» **TEXT SHOWN**
Articles
General

An AI pilot is only as good as the data pipeline underneath it: our response to the FDA on AI-enabled optimization of early-phase clinical trials

We would hold both sponsor and CRO accountability for AI deployment in live trials simultaneously. That is an uncommon position, and it changes what we think the pilot needs to measure.

Lindus recently submitted a public comment to the FDA on the AI-Enabled Optimization of Early-Phase Clinical Trials Pilot Program (Docket No. FDA-2026-N-4390). We support the pilot and believe it can be designed to answer harder questions than the request for information currently sets up. 

Lindus executes Phase Ib-IV clinical studies in partnership with sponsors and is developing a portfolio of therapeutic assets. We are one of a small number of organizations that hold both of those roles at once.  Lindus functions as a service provider under ICH E6(R3) and  as developer, deployer, and operator within the same program under the NIST AI Risk Management Framework. We are not advising sponsors on what to do with the tools we built for them. Lindus is subject to the same regulatory obligations as any sponsor, and we are operationally responsible for the infrastructure on which those tools run.

» **AVAILABLE DATA**
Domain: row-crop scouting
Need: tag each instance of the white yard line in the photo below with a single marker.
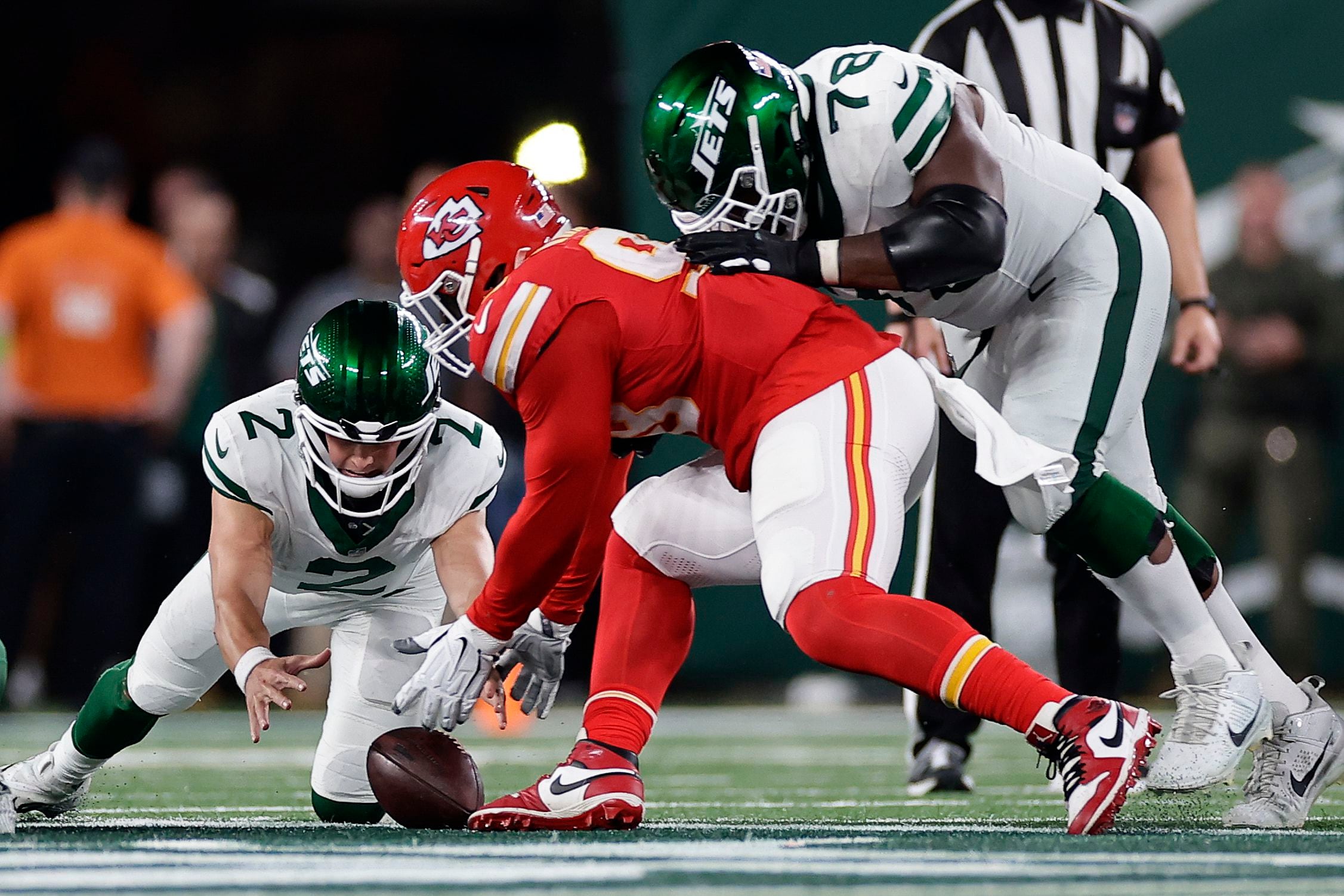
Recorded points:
(226, 864)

» **LIST OF TASKS**
1) Translate this sentence from the Lindus article above into Spanish: "We are one of a small number of organizations that hold both of those roles at once."
2) Rewrite the paragraph of the Lindus article above that begins "Lindus executes Phase Ib-IV clinical studies" as a bulleted list that keeps its main facts.

» **EXERCISE RESULTS**
1) Somos una de las pocas organizaciones que desempeñan ambas funciones al mismo tiempo.

2)
- Lindus runs Phase Ib-IV clinical studies with sponsors and is building a portfolio of therapeutic assets.
- It is one of a few organizations that hold both roles at once.
- Under ICH E6(R3), it acts as a service provider.
- Under the NIST AI Risk Management Framework, it acts as developer, deployer, and operator within the same program.
- It is not advising sponsors on tools it built for them.
- It has the same regulatory obligations as any sponsor.
- It is operationally responsible for the infrastructure those tools run on.